**Verilen metin**

--- --- ---

Ali Bardakoğlu’dan din üzerine

Sevgili okurlar, insanları inançlarıyla aldatmanın şekil de­ğiştirerek arttığı gözlemimin ardından; geçtiğimiz yıl­larda Diyanet İşleri Başkanlığı yapmış Prof. Dr. Sayın Ali Bardakoğlu’nun tespitlerini hatırlatmak istedim…

1. İslam dini dünyada yaşansın diye gönderildi, ahirette değil. Yani dünyayı terk et, hiçbir şey yapma, ahirette kazanır­sın mesajını vermiyor. Müslümanlar dünya-ahiret dengesini yitirdiler.

2. Biz Müslümanlığı sadece inanma ve namaz, oruç, hac gibi belli ritüelleri yerine getirme olarak algıladığımız sürece bu mahcup edici durum devam edecektir.

3. Ortadoğu toplumları barut fıçısı gibi. Birbirlerine duyduk­ları öfkeyi mezhep, din duyarlılığı veya öteki üzerinden dile getiriyor, onlar üzerinden kimlikler şekilleniyor. Toplum olarak ayrıştığımız, artık birbirimize öfke duyduğumuz doğrudur. Bunlar sosyal birlik beraberliğimiz açısından alarm noktaları­dır.

--- --- ---

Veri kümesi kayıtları
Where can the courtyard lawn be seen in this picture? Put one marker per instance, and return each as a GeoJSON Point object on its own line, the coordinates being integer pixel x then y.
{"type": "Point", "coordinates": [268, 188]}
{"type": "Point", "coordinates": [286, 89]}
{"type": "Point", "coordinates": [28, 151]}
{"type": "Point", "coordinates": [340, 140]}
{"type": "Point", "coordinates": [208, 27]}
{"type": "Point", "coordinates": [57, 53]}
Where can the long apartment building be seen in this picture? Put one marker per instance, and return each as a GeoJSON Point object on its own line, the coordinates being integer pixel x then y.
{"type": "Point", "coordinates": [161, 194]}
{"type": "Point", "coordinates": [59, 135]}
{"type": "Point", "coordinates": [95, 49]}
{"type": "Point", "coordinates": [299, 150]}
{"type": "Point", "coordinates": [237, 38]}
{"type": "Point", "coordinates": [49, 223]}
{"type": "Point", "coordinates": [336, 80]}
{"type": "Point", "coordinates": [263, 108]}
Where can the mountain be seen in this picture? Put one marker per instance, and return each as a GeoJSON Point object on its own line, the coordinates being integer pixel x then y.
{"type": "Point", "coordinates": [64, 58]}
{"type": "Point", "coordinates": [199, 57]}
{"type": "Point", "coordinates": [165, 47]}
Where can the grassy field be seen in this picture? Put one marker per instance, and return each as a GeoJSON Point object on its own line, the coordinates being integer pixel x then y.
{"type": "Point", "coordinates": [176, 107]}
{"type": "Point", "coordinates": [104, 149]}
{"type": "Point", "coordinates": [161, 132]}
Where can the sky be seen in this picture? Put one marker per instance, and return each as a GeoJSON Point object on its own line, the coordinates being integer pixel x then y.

--- --- ---

**Yapılacak iş**
Din üzerine metinde "2. Biz Müslümanlığı" ifadesinden başlayıp "durum devam edecektir." ifadesine kadar uzanan bölümün tamamını aynen yazın.

**Tamamlanan alıştırma**
2. Biz Müslümanlığı sadece inanma ve namaz, oruç, hac gibi belli ritüelleri yerine getirme olarak algıladığımız sürece bu mahcup edici durum devam edecektir.